> _OBJECTIF DU TRAVAIL_: Veuillez recopier intégralement le texte fourni ci-dessous, sans la moindre modification.

> _TEXTE FOURNI_:
——————
C’est donc avec beaucoup d’espérance et même d’enthousiasme mais aussi de patience (voire de flegme et d’humour!) qu’il nous est nécessaire d’aborder le futur tel qui se présente désormais. L’attitude de Mgr Vingt-Trois semble à cet égard exemplaire : envisager l’avenir et l’action missionnaire avec joie et confiance mais sans fébrilité ni excitation, avec une grande lucidité, face aux combats de la foi et de la vérité qui nous attendent. La nouvelle ligne pastorale qui se dessine montera sans doute lentement en puissance sur 10, 15 ou 20 ans pour transformer et marquer en profondeur l’Eglise de France et son action apostolique : moins de pratique consensuelle ou politiquement correcte, plus d’engagement vigoureux et radical dans la mission, l’amour et le témoignage rendu à la Vérité, au nom de Dieu et de l’Homme, car « nous ne pouvons rester comme des chiens muets quant nous voyons se développer comme une instrumentalisation de la personne humaine » ! (8)
Le ton change donc effectivement ! Espérons en voir peu à peu les fruits concrets dans l’interpellation sans concession de la société et de ses différents pouvoirs, la recherche et l’enseignement théologique, la pastorale au cœur des communautés locales ou des mouvements, le renouveau spirituel et missionnaire des paroisses et des diocèses, les approches plus innovantes et créatrices de l’évangélisation, sans rien renier ni à l’annonce explicite du kérygme, ni au témoignage humble ou surprenant que peuvent revêtir l’amour et l’agir chrétien, si éloignés des bêlements médiatiques de la « people-charity ».
——————
> _ENREGISTREMENTS FOURNIS_:
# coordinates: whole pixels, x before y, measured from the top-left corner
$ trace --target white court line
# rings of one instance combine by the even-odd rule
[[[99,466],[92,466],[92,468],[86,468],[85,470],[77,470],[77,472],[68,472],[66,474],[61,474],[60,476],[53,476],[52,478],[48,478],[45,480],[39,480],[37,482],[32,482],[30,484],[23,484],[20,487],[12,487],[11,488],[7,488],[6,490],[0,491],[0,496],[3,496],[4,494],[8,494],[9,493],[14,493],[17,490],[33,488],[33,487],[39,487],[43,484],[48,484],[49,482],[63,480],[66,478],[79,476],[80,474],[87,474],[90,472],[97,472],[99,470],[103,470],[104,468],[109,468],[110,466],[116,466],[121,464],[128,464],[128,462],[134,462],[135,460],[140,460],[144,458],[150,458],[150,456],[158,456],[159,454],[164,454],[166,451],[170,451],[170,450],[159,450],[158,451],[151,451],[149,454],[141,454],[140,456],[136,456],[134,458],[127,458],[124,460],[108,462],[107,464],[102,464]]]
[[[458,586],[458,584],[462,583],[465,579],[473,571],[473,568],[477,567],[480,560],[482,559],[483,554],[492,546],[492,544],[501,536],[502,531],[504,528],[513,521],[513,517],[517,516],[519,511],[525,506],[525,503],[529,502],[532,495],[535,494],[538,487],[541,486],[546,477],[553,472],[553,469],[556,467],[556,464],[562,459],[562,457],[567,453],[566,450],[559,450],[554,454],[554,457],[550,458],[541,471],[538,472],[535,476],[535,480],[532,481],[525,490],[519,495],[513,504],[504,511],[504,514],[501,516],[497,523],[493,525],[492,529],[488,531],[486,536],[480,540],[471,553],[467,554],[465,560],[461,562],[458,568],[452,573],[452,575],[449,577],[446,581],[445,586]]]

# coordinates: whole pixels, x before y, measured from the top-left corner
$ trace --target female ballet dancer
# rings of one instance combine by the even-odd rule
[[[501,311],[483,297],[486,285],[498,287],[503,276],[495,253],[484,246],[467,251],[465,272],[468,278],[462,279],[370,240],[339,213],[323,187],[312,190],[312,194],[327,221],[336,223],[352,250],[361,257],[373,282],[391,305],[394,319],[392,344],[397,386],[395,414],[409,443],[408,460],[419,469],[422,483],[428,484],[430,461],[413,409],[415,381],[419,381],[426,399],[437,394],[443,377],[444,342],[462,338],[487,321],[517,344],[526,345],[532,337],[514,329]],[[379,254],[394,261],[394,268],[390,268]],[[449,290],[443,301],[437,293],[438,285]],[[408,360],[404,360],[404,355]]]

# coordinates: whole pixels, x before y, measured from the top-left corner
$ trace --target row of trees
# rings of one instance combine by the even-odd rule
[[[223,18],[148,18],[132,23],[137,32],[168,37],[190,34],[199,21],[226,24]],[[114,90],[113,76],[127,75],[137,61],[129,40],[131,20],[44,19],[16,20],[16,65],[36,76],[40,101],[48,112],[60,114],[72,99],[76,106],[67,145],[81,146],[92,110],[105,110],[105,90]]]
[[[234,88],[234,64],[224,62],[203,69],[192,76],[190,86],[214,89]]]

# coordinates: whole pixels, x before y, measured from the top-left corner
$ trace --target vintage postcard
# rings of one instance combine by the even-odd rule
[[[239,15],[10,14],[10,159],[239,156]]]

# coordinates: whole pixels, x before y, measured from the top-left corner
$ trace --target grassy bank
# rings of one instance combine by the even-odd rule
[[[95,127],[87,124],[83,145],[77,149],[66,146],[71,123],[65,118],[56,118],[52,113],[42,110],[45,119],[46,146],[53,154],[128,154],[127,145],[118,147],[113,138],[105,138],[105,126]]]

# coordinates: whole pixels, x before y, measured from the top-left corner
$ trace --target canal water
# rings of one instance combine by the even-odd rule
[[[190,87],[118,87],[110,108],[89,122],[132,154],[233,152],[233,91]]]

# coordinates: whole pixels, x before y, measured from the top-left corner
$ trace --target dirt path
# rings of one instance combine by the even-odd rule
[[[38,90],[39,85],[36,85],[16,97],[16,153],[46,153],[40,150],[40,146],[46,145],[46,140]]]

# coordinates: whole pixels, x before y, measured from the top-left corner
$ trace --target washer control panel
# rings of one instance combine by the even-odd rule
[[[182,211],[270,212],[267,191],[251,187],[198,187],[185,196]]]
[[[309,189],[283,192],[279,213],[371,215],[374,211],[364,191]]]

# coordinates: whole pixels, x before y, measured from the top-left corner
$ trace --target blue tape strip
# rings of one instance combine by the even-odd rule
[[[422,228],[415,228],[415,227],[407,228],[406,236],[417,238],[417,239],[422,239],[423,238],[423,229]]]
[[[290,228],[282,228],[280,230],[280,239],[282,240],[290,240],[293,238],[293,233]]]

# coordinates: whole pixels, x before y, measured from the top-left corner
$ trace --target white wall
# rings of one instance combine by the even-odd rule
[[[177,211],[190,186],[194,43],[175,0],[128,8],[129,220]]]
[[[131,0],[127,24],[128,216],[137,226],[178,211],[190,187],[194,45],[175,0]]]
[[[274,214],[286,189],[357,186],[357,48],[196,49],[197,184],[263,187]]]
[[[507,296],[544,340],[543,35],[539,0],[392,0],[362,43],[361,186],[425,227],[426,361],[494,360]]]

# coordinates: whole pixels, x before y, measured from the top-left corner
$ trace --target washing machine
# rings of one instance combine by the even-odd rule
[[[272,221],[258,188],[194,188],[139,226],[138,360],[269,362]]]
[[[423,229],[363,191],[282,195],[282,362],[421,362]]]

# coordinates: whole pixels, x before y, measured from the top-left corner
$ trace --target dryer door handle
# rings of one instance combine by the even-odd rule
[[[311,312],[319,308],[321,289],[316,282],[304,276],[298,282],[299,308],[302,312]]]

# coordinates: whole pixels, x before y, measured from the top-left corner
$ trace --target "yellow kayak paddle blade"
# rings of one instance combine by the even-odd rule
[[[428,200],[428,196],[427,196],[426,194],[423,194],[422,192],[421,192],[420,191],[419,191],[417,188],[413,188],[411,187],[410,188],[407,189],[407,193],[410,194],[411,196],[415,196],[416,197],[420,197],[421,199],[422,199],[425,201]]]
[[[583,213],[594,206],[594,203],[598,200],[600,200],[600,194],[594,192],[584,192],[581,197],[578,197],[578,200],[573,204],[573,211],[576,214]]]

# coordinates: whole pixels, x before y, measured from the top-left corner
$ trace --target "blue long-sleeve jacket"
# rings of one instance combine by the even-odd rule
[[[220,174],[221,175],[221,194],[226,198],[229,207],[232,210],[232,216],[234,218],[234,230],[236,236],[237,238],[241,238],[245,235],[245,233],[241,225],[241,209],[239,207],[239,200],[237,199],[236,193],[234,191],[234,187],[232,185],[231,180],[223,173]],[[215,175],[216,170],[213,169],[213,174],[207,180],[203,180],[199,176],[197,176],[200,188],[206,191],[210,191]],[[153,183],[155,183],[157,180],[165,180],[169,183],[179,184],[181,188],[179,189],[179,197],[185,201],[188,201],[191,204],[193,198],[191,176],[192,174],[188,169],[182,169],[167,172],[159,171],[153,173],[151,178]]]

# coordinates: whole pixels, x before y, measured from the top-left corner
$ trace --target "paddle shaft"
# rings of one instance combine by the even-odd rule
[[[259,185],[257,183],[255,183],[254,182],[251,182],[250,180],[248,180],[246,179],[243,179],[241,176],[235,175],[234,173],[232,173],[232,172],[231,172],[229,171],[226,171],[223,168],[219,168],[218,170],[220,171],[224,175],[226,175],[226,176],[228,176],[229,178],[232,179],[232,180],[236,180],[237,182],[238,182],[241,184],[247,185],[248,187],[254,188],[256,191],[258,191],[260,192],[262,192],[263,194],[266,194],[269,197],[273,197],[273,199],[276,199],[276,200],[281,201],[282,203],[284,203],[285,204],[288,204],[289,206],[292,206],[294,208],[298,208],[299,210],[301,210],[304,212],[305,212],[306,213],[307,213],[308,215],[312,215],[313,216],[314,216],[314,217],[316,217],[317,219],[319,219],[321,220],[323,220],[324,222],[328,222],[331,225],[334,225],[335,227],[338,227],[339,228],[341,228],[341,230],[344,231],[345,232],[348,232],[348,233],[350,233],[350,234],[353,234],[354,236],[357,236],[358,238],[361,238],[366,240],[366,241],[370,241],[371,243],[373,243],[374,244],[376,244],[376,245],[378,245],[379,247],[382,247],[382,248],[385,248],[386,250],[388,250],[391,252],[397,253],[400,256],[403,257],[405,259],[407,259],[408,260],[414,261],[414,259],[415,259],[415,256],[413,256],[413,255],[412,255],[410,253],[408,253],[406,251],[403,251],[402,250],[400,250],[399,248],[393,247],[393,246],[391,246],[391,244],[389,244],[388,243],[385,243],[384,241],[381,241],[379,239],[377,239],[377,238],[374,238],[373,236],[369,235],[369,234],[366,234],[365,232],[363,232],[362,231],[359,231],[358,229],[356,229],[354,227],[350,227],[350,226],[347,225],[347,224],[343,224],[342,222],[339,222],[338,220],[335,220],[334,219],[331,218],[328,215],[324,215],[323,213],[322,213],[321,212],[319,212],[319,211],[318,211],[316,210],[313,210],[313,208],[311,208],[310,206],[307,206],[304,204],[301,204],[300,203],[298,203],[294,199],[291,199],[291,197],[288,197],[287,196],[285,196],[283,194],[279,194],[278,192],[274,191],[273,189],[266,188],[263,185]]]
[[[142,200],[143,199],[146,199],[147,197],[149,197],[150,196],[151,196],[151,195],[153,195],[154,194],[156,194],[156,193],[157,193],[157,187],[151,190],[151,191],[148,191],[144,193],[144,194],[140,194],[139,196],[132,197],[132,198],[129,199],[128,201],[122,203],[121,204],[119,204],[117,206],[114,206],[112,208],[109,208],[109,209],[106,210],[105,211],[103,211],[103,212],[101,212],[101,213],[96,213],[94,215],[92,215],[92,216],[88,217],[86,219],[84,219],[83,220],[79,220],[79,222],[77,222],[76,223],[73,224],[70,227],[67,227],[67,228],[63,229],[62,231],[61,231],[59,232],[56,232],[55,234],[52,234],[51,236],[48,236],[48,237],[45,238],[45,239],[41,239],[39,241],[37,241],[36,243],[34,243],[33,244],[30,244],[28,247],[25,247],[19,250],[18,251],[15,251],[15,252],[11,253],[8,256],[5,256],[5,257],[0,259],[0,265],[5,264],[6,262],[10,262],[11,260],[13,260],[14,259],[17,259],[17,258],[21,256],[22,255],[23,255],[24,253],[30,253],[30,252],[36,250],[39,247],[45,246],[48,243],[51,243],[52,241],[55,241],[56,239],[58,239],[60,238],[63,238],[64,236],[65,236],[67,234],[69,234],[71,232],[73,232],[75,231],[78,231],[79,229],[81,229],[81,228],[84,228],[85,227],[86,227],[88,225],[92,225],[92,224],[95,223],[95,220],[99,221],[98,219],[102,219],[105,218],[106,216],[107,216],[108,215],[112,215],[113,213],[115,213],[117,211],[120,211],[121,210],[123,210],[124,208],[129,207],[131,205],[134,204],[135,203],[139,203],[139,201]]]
——————
> _RÉPONSE PROPOSÉE_:
C’est donc avec beaucoup d’espérance et même d’enthousiasme mais aussi de patience (voire de flegme et d’humour!) qu’il nous est nécessaire d’aborder le futur tel qui se présente désormais. L’attitude de Mgr Vingt-Trois semble à cet égard exemplaire : envisager l’avenir et l’action missionnaire avec joie et confiance mais sans fébrilité ni excitation, avec une grande lucidité, face aux combats de la foi et de la vérité qui nous attendent. La nouvelle ligne pastorale qui se dessine montera sans doute lentement en puissance sur 10, 15 ou 20 ans pour transformer et marquer en profondeur l’Eglise de France et son action apostolique : moins de pratique consensuelle ou politiquement correcte, plus d’engagement vigoureux et radical dans la mission, l’amour et le témoignage rendu à la Vérité, au nom de Dieu et de l’Homme, car « nous ne pouvons rester comme des chiens muets quant nous voyons se développer comme une instrumentalisation de la personne humaine » ! (8)
Le ton change donc effectivement ! Espérons en voir peu à peu les fruits concrets dans l’interpellation sans concession de la société et de ses différents pouvoirs, la recherche et l’enseignement théologique, la pastorale au cœur des communautés locales ou des mouvements, le renouveau spirituel et missionnaire des paroisses et des diocèses, les approches plus innovantes et créatrices de l’évangélisation, sans rien renier ni à l’annonce explicite du kérygme, ni au témoignage humble ou surprenant que peuvent revêtir l’amour et l’agir chrétien, si éloignés des bêlements médiatiques de la « people-charity ».